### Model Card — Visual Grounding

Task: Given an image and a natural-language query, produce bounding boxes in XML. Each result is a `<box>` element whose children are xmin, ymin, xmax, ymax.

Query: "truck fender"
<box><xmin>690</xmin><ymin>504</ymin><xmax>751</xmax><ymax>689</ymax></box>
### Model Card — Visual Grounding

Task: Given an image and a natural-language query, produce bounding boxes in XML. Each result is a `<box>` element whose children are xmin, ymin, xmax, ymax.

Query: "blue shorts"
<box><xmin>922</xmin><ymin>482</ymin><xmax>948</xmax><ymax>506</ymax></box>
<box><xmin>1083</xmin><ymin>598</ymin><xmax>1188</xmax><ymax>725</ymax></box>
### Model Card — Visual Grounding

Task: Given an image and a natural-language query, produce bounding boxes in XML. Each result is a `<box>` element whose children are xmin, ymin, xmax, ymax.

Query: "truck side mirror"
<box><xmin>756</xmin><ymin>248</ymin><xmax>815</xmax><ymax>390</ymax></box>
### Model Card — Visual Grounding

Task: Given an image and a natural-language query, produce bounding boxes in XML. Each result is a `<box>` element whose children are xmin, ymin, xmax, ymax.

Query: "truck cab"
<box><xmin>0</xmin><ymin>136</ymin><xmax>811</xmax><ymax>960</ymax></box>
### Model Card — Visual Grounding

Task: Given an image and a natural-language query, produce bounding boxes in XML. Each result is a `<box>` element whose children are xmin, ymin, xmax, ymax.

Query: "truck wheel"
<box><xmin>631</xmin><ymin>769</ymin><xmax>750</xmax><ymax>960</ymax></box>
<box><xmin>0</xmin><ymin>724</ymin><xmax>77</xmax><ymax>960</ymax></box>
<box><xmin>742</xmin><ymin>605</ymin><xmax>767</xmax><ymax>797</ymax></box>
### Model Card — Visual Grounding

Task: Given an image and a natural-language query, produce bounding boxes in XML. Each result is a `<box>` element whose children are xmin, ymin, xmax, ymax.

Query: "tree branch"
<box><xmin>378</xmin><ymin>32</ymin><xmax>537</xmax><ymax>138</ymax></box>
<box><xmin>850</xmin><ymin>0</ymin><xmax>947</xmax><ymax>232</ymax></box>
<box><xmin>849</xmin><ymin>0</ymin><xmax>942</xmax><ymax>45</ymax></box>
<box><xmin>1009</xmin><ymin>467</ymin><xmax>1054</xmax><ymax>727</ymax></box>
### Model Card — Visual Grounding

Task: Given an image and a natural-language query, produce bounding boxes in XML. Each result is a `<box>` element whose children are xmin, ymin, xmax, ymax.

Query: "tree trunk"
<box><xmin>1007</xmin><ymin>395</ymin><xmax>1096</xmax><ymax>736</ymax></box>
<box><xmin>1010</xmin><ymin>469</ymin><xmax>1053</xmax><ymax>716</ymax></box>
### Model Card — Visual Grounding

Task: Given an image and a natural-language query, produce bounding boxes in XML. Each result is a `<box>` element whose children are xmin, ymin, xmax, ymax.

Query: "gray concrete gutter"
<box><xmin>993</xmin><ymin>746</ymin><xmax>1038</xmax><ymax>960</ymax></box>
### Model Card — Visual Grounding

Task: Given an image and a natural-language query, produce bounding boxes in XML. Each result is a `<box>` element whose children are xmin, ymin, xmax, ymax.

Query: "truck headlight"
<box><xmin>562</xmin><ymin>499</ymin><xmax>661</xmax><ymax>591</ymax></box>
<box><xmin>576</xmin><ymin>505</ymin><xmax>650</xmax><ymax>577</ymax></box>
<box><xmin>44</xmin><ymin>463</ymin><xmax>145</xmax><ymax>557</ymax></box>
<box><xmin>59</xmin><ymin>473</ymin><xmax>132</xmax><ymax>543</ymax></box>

◇ ◇ ◇

### PROBLEM TO SOLVE
Could you restate every entry above word for word?

### RESULT FOR THIS TASK
### Model Card — Visual Grounding

Task: Given an image and a natural-language query, produce bounding boxes in XML. Each result is a `<box>` element whose children are xmin, ymin, xmax, ymax.

Query: "truck fender"
<box><xmin>690</xmin><ymin>504</ymin><xmax>751</xmax><ymax>689</ymax></box>
### Model Card — Visual Grounding

Task: Given an image and a natural-language query, produce bounding boxes in XML. Each result is a `<box>` element whose children are xmin, ymin, xmax, ymax.

Query: "blue shorts"
<box><xmin>922</xmin><ymin>482</ymin><xmax>948</xmax><ymax>506</ymax></box>
<box><xmin>1083</xmin><ymin>598</ymin><xmax>1188</xmax><ymax>725</ymax></box>
### Model Card — Visual Grounding

Task: Given an image and a natural-language query, produce bounding boxes in XML. Each result is a `<box>` element whose children are xmin, ymin, xmax, ymax.

Query: "truck side mirror"
<box><xmin>756</xmin><ymin>248</ymin><xmax>815</xmax><ymax>390</ymax></box>
### Model Card — Visual Grounding

Task: Given an image and a natural-language query, produce bounding boxes in XML. Each result is a `<box>` element whose children are xmin, ymin, xmax, ymax.

Query: "truck cab"
<box><xmin>0</xmin><ymin>136</ymin><xmax>811</xmax><ymax>960</ymax></box>
### Model Card — Visual Grounding

Task: Given an image and a natural-language query, produce bounding boxes in XML. Each result is a `<box>` element whose children are xmin, ymin, xmax, ymax.

Query: "truck wheel"
<box><xmin>631</xmin><ymin>769</ymin><xmax>750</xmax><ymax>960</ymax></box>
<box><xmin>0</xmin><ymin>724</ymin><xmax>77</xmax><ymax>960</ymax></box>
<box><xmin>742</xmin><ymin>605</ymin><xmax>767</xmax><ymax>797</ymax></box>
### Model Card — Visual Grounding

Task: Given an image and a natural-language query, produce bounding boxes in XML. Each result is a `<box>` element whose children are xmin, ymin, xmax, ymax.

Query: "tree branch"
<box><xmin>378</xmin><ymin>32</ymin><xmax>537</xmax><ymax>138</ymax></box>
<box><xmin>850</xmin><ymin>0</ymin><xmax>947</xmax><ymax>232</ymax></box>
<box><xmin>849</xmin><ymin>0</ymin><xmax>942</xmax><ymax>45</ymax></box>
<box><xmin>1009</xmin><ymin>467</ymin><xmax>1054</xmax><ymax>727</ymax></box>
### Model Card — Visual Grounding

Task: Given an image and a natural-language query, produce bounding boxes in XML. Each result is a `<box>` element whose children are xmin, ymin, xmax, ymax.

Query: "tree trunk"
<box><xmin>1007</xmin><ymin>395</ymin><xmax>1096</xmax><ymax>736</ymax></box>
<box><xmin>1010</xmin><ymin>469</ymin><xmax>1053</xmax><ymax>716</ymax></box>
### Model Card — Visual Grounding

Task: Given an image and a natural-language query, produce bounding boxes in XML. Each result is a `<box>` element whose children are xmin, ymin, xmax, ymax.

Query: "gray concrete gutter"
<box><xmin>993</xmin><ymin>746</ymin><xmax>1038</xmax><ymax>960</ymax></box>
### Model Card — Visual Grounding

Task: Given an image and a natural-language query, produce bounding boxes in XML. Each result is a `<box>` element whose children are xmin, ymin, xmax, ymax.

Query: "truck headlight"
<box><xmin>562</xmin><ymin>499</ymin><xmax>661</xmax><ymax>591</ymax></box>
<box><xmin>576</xmin><ymin>505</ymin><xmax>650</xmax><ymax>577</ymax></box>
<box><xmin>44</xmin><ymin>463</ymin><xmax>145</xmax><ymax>557</ymax></box>
<box><xmin>59</xmin><ymin>473</ymin><xmax>132</xmax><ymax>543</ymax></box>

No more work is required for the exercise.